§ **输出要求**: 从下面的列表中选出所有含有“sock”一词的行，并将这些行完整照抄出来。

§ **列表**:
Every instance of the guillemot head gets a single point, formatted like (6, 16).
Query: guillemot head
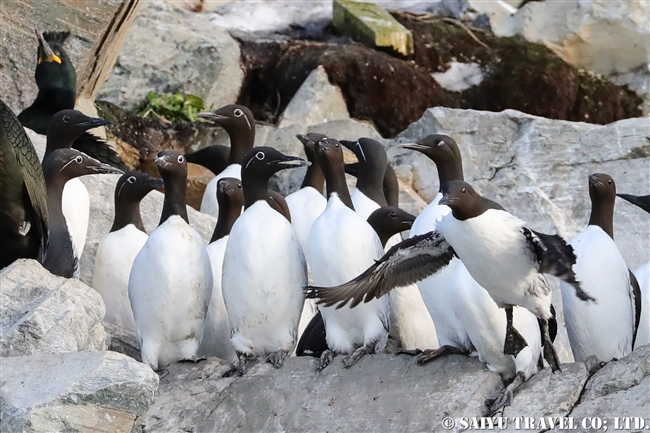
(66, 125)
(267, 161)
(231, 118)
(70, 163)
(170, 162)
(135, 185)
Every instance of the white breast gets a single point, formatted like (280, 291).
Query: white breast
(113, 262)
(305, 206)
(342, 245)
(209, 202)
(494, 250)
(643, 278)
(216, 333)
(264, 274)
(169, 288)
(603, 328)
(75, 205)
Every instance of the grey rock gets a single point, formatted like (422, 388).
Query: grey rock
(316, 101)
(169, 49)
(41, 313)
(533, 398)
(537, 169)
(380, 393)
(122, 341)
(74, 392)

--

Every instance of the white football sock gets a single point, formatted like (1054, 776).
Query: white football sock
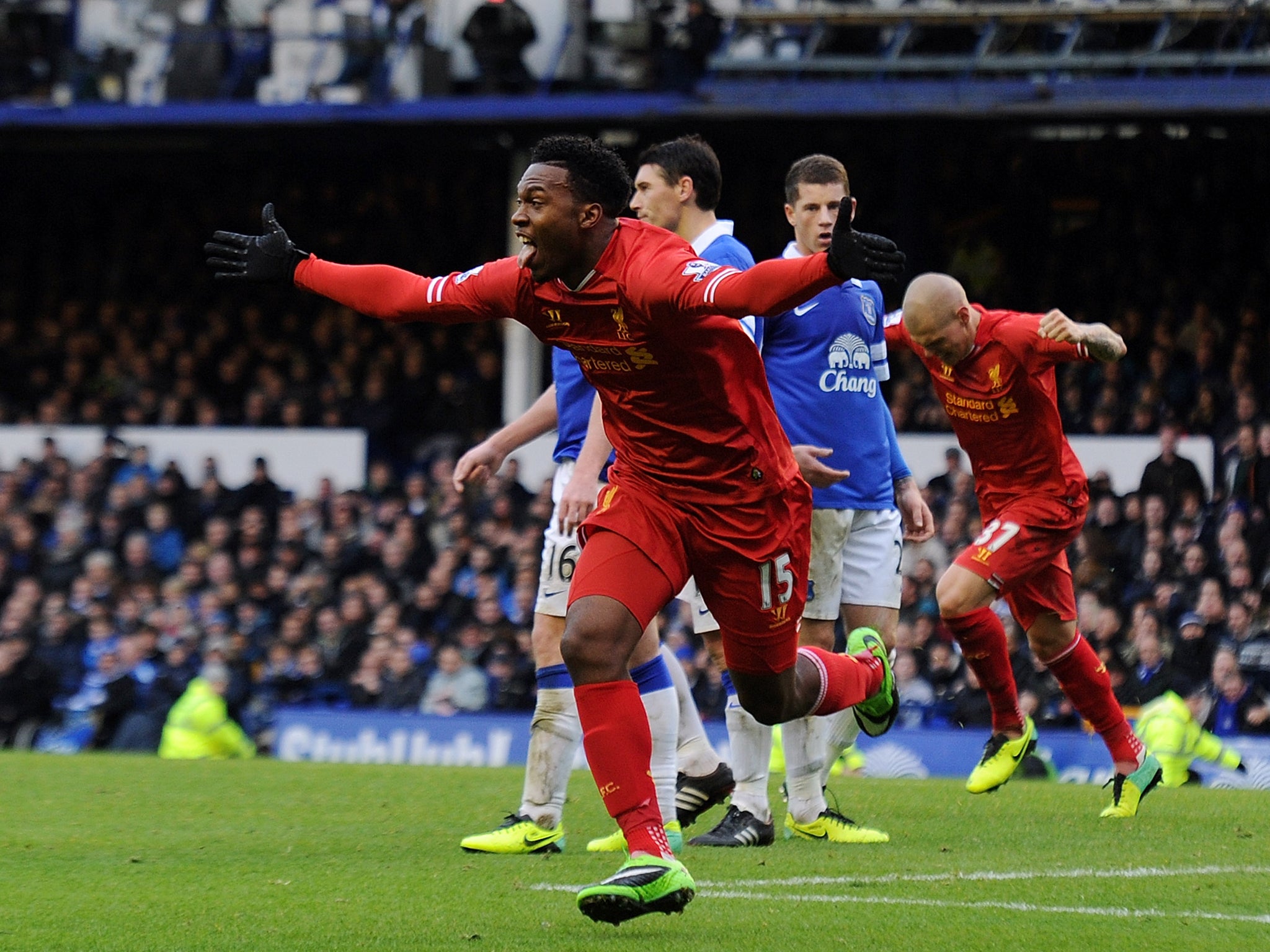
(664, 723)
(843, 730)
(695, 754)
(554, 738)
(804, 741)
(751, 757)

...

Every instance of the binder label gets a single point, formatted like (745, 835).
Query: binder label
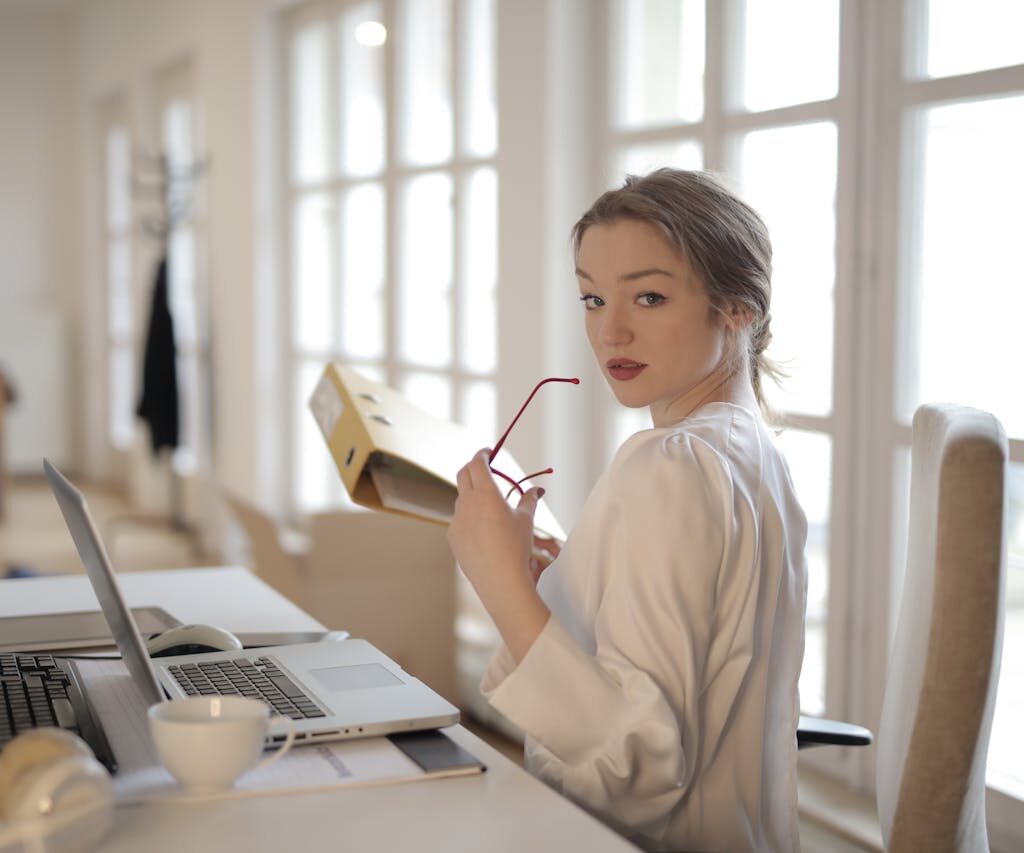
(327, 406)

§ **回答如下**:
Every instance of the white football sock gets a single point, formatted like (1054, 776).
Query: white football sock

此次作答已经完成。